▼▼▼

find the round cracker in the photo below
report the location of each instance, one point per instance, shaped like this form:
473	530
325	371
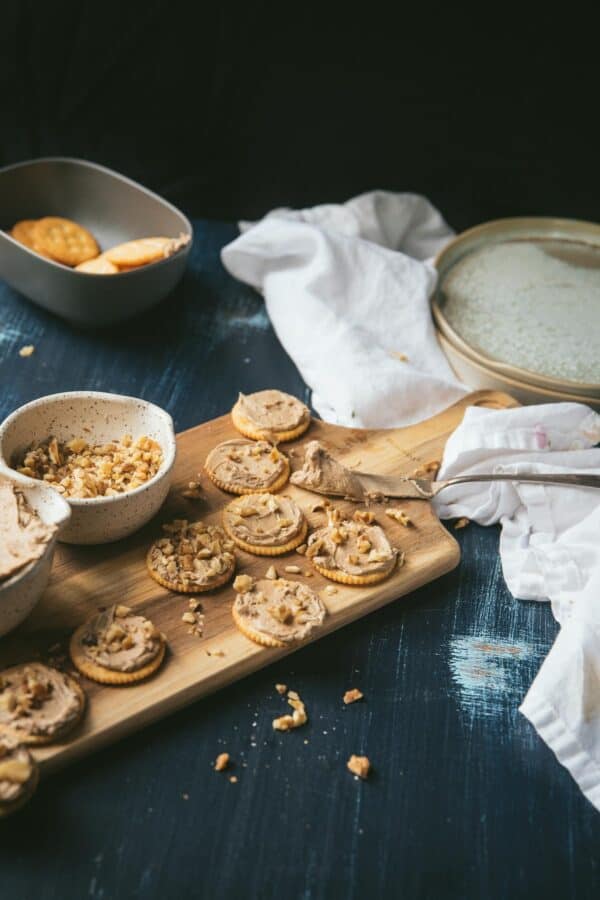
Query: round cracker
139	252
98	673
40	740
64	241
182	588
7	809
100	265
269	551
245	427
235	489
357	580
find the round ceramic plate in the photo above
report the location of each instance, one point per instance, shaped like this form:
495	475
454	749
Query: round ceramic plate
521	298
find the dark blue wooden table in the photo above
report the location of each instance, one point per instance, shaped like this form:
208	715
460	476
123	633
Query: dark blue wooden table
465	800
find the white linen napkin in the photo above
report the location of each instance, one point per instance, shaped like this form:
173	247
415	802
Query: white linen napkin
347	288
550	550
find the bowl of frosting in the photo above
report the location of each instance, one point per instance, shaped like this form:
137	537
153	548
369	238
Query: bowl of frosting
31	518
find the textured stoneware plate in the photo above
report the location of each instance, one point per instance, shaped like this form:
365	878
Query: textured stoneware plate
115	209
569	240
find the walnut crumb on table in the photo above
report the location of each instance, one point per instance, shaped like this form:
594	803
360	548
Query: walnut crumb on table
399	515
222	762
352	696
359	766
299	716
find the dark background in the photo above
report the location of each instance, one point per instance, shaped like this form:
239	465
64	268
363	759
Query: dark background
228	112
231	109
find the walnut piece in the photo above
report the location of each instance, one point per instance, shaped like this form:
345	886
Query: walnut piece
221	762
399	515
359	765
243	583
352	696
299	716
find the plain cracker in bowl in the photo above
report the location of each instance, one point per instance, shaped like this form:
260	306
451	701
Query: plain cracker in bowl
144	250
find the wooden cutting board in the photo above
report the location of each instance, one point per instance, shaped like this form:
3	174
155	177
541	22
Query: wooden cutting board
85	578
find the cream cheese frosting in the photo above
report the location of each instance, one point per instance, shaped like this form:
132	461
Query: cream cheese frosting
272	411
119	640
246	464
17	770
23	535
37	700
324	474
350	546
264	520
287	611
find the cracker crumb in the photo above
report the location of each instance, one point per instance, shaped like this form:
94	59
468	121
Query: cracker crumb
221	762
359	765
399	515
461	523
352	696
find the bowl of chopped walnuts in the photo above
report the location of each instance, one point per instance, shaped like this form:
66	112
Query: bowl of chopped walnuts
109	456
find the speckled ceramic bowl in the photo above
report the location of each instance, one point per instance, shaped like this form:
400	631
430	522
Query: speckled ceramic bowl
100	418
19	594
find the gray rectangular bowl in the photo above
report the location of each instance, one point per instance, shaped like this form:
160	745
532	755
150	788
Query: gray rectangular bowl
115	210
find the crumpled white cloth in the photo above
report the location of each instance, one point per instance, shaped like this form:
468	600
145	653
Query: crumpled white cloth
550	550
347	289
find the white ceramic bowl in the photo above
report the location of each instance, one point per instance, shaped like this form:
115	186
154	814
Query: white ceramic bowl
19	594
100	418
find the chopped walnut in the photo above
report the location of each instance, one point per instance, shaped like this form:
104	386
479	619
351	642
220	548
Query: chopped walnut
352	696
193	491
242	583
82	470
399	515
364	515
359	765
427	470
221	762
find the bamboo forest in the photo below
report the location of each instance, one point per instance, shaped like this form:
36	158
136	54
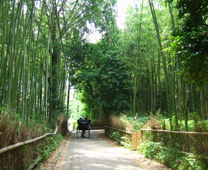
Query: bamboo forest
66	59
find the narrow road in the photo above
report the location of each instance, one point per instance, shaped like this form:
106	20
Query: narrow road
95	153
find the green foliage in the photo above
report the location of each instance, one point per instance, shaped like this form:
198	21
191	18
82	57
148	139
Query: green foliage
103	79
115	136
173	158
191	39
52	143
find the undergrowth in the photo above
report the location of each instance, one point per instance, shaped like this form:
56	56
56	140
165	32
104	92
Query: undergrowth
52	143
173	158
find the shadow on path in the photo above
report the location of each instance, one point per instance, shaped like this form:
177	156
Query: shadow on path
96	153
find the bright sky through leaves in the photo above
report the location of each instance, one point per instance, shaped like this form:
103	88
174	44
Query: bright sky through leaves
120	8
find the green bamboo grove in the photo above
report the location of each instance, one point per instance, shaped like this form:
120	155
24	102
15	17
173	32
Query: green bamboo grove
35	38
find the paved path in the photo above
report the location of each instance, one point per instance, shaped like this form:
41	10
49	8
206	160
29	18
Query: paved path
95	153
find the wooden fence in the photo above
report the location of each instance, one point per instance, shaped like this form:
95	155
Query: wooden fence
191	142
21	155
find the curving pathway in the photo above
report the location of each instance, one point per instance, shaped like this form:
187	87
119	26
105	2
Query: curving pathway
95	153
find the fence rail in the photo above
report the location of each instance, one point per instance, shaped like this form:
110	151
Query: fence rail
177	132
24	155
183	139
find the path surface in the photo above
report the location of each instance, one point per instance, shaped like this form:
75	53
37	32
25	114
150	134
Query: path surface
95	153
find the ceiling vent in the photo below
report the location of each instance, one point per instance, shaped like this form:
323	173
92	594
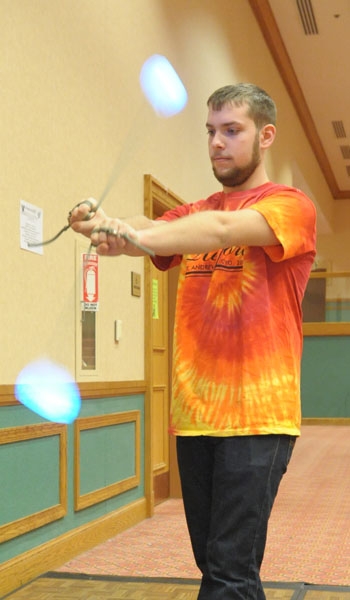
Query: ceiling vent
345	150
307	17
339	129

▲▲▲

EXERCISE TASK -
Revise all the records above so that "Query" becomes "Label" wherever it appears, with everything else left as it is. Leave the pictures out of your answer.

ANSWER BELOW -
find the round cracker in the photo below
report the location of each instance, one point per instance, shaped like this form:
473	530
325	371
Label: round cracker
139	252
98	673
40	740
64	241
182	588
7	809
100	265
269	551
245	427
235	489
357	580
find the round ceramic plate in the photo above
report the location of each instance, one point per instance, shaped like this form:
495	475
454	749
Label: round ceramic plate
521	298
find the dark blue wooden table in the photo above
report the location of each instance, one point per instance, shaped like this form:
208	715
460	476
123	633
Label: dark blue wooden table
465	800
find the white linen napkin in the photo above
report the location of each instance, one point per instance, shaped like this form:
173	247
415	802
Label: white linen napkin
347	288
550	550
find the bowl of frosting in the photo above
report the location of each instance, one point per instance, shaped like this form:
137	537
153	548
369	238
Label: bowl of frosting
31	518
find the textured stoneware plate in the photo above
report the location of each instance, one point per instance, shaped like this form:
365	878
Label: textured stoneware plate
115	209
569	240
find the walnut crumb on table in the photo above
report the location of each instance, one point per instance, shaped like this form:
594	803
360	548
Label: walnut crumb on table
399	515
222	762
352	696
359	766
299	716
find the dark background in the photo above
report the location of each instance, one point per instance, shaped like this form:
239	465
64	268
363	759
Label: dark background
228	112
231	109
find the walnut piece in the photo above
report the location of each instance, one point per instance, shaped like this form:
345	886
Label: walnut piece
221	762
399	515
359	765
243	583
352	696
299	716
find the plain cracker in bowl in the photo above
report the location of each instance, one point per instance, shaped like this form:
260	306
451	701
Label: plain cracker in bowl
144	250
find the wooden cutting board in the photo above
report the location of each instance, one point per instance, shaped like this form:
3	174
155	177
541	22
Label: wooden cutting board
85	578
find the cream cheese frosting in the photo above
report the location of each instance, one point per instance, shaped like this form:
132	461
Label: cream cheese frosting
272	411
119	640
246	464
17	770
23	535
37	700
324	474
350	546
264	520
287	611
find the cracker crumb in the photo above
report the location of each instance, one point per instance, shaped like this form:
94	59
468	121
Label: cracker crumb
221	762
359	765
399	515
461	523
352	696
find the bowl of chopped walnuts in the photo above
report the location of each instance, one point per instance, shaped like this form:
66	112
Label: bowl of chopped walnuts
109	456
find the speckled ceramic bowl in the photo above
report the location of each instance, one point per instance, shaped like this form:
400	631
430	522
Label: speckled ceramic bowl
100	418
19	594
find the gray rectangular bowl in the photo above
report the location of each instance, one point per instance, shaped like this form:
160	745
532	755
150	788
Label: gray rectangular bowl
115	210
find the crumpled white cloth in the photo above
report the location of each instance, one point per instance, shaped like this form:
468	600
145	653
Label: crumpled white cloth
550	550
347	289
find the white ceramic bowl in the photo above
report the location of each instance, one point per instance, shaped like this form:
115	186
154	814
Label: white ceramic bowl
19	594
100	418
find the chopped walnut in the photo above
report the location of each instance, one point per instance, shaped like this form:
104	386
479	619
351	642
220	548
Label: chopped walnut
352	696
193	491
242	583
82	470
399	515
364	515
359	765
427	470
221	762
find the bamboo forest in the photo below
report the location of each instance, one point per instance, shaped like this form:
36	158
136	54
Label: bamboo forest
66	59
find the narrow road in the photo above
report the location of each instance, one point per instance, shaped like this form:
106	20
Label: narrow road
95	153
find the green foliage in the photo above
report the location of each instance, one point per instance, shaped like this form:
198	21
191	18
82	57
148	139
Label: green foliage
103	79
115	136
173	158
191	39
52	143
find the undergrowth in the photo above
report the location of each instance, one point per instance, shaped like this form:
56	56
56	140
165	32
104	92
Label: undergrowth
52	143
173	158
find the shadow on path in the photo above
report the location of each instance, one point per instance, shaped like this form:
177	156
Label: shadow on path
96	153
find the bright sky through leaves in the photo above
report the location of each instance, one point per instance, shaped like this form:
103	88
174	44
Label: bright sky through leaves
120	8
find the green bamboo grove in the photo above
report the location of each instance, one point per instance, shaped like this form:
120	155
24	102
15	17
173	32
Label: green bamboo grove
35	38
find the paved path in the photo above
report the location of each instance, one point per instance, shaped like this form:
41	10
49	8
206	160
29	18
Label: paved path
95	153
find the wooden fence in the photo above
report the location of each instance, one point per instance, shaped like this form:
95	155
Label: wooden fence
191	142
21	155
find the curving pathway in the photo above
report the location of each instance, one point per instance, shaped like this form:
187	87
119	26
105	2
Label: curving pathway
95	153
find the fence rail in the photo above
report the location of each instance, one point per instance, shaped like this form:
110	151
Label: fence rail
177	132
24	155
183	139
find the path surface in the photo above
report the location of each instance, one point per instance, shaped like this form:
75	53
37	32
25	114
150	134
Label: path surface
95	153
find the ceiling vent in the photo below
report the location of each instance, one point per instance, shaped like this form:
323	173
92	594
Label: ceiling vent
345	150
307	17
339	129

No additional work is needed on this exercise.